→ TASK
In this exercise, every entry is to be transcribed exactly as written.

→ MATERIAL SUPPLIED
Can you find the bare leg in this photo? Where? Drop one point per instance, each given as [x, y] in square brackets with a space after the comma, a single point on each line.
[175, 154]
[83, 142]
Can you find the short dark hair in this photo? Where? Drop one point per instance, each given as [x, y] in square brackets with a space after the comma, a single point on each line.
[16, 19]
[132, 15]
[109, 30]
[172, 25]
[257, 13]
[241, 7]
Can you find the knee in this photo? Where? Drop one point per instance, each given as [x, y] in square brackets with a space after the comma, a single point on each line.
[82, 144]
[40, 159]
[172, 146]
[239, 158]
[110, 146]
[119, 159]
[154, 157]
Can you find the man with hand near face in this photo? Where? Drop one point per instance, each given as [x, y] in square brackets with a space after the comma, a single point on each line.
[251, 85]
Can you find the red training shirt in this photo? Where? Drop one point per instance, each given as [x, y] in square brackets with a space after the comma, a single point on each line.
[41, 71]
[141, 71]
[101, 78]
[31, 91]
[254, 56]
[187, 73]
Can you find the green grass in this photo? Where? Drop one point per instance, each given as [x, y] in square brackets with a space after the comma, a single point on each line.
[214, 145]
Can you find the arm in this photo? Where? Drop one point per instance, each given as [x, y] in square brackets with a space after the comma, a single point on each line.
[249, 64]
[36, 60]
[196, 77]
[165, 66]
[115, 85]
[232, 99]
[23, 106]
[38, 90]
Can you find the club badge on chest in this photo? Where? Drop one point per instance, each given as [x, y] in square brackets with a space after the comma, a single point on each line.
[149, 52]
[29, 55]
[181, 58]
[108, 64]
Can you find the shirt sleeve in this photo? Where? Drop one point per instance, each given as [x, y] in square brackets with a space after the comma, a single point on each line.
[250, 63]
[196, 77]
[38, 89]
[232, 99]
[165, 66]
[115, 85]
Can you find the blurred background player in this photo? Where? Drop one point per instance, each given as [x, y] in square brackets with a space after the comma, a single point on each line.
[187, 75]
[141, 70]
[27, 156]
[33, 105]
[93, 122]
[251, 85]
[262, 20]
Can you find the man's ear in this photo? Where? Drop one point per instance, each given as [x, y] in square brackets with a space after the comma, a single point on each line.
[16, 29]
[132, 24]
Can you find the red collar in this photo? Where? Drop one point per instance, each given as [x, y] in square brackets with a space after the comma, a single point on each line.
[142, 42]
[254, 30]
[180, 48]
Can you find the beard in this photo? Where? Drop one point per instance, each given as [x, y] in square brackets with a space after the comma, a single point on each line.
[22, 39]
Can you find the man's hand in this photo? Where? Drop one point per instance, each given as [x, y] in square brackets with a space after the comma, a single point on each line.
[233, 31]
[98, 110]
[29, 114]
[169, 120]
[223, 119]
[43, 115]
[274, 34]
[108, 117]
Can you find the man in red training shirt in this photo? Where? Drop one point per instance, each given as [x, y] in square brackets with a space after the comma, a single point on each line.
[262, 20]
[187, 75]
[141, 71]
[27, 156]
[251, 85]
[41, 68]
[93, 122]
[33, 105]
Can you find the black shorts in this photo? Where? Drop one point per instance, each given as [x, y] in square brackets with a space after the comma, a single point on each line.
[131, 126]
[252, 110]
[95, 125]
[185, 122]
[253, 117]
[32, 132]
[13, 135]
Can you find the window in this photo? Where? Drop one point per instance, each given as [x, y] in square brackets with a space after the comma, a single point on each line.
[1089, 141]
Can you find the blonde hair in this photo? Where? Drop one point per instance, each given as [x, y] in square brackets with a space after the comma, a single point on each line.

→ RESULT
Can you find the bare leg in this photo? Where? Drop one point per instance, each given as [x, y] in square brackets with a space after the comma, a single point on each line.
[175, 154]
[83, 142]
Can you find the short dark hair in this photo? Where? Drop one point per instance, each given as [x, y] in square brackets with a space after the comma, a single point on each line.
[16, 19]
[132, 15]
[109, 30]
[172, 25]
[257, 13]
[241, 7]
Can you find the knee in this photo? Where? Drop one point per instance, each given as [x, y] in square brackets with a space after the comma, a single point on each line.
[82, 144]
[40, 159]
[172, 146]
[239, 158]
[110, 146]
[119, 159]
[154, 157]
Can you find the man with hand near face in this photo? Where? Drop one point per instance, each given as [x, y] in square brackets with a space after the comma, a single point on each line.
[251, 85]
Can you find the red training shirt in this photo? Where? Drop one point per instance, each given as [x, y] in square brackets with a space after the comma, a single point on each line.
[41, 71]
[141, 71]
[101, 78]
[31, 91]
[254, 56]
[187, 73]
Can you find the green grass in this photo? Where? Drop one point per instance, each given as [x, y] in square brackets with a space after the comma, a single point on each line.
[214, 145]
Can you find the arm in this photo? Where? Drop one point per instance, each given as [x, y] in square brackets with a space after the comma, a single point on each line.
[249, 64]
[36, 60]
[196, 77]
[165, 66]
[115, 85]
[232, 99]
[23, 106]
[38, 90]
Can you find the club badge on chest in this photo? Where? Drop one point per instance, each given as [x, y] in square brackets with a space after the comma, a single point on each line.
[149, 52]
[29, 55]
[181, 58]
[108, 64]
Can you find the shirt sleeve in this photo? Where? Drop one point per instance, each given as [x, y] in square brackets with a space after the comma, a single point on each line.
[250, 63]
[196, 77]
[38, 89]
[232, 99]
[165, 66]
[115, 85]
Can you find the blurred background player in this photo? Where? Drop one point per instance, each given as [x, y] in square brackets with a space after the comma, a single point on each line.
[187, 75]
[141, 70]
[27, 156]
[33, 105]
[93, 122]
[251, 85]
[262, 20]
Can you find the man's ear in this photo? Where? Drop one point per instance, each given as [x, y] in square brackets with a space after the comma, a single point on each line.
[16, 29]
[132, 24]
Can you find the red collar in this photo? Where? Drop one point per instance, each given as [x, y] in square brackets with a space after the comma, a single point on each line.
[142, 42]
[254, 30]
[180, 48]
Can you find the beard in this photo? Where? Drop one point per instance, each given as [x, y] in square brackets with a space after the comma, a single point on each line.
[22, 39]
Can you find the man's hand in this photo? Where? Drop one point per instance, each given as [x, y] in square brackets with a space after the comma, a single point on each line.
[233, 31]
[98, 110]
[29, 114]
[169, 120]
[223, 119]
[43, 115]
[274, 34]
[108, 117]
Can you find the man in red training shirt in this photo? Where? Drop one point per instance, each given as [x, y] in square brackets with a space after the comma, a single point on each line.
[262, 20]
[187, 75]
[141, 71]
[27, 156]
[251, 85]
[41, 68]
[93, 122]
[33, 105]
Can you find the black shorts in this photo? Where? Drop one point per instance, each given as [x, y] in square brackets with a space after the comma, a single point on each line.
[131, 126]
[252, 110]
[95, 125]
[185, 122]
[253, 117]
[32, 132]
[13, 135]
Can you find the window in this photo? Where? Drop one point per instance, each given as [x, y] in square brackets with a space after the comma, a single point on each line.
[1089, 141]
Can you find the blonde hair in this photo? Where? Drop one point per instance, each given as [x, y] in square brackets with a space after the comma, a single point on each line.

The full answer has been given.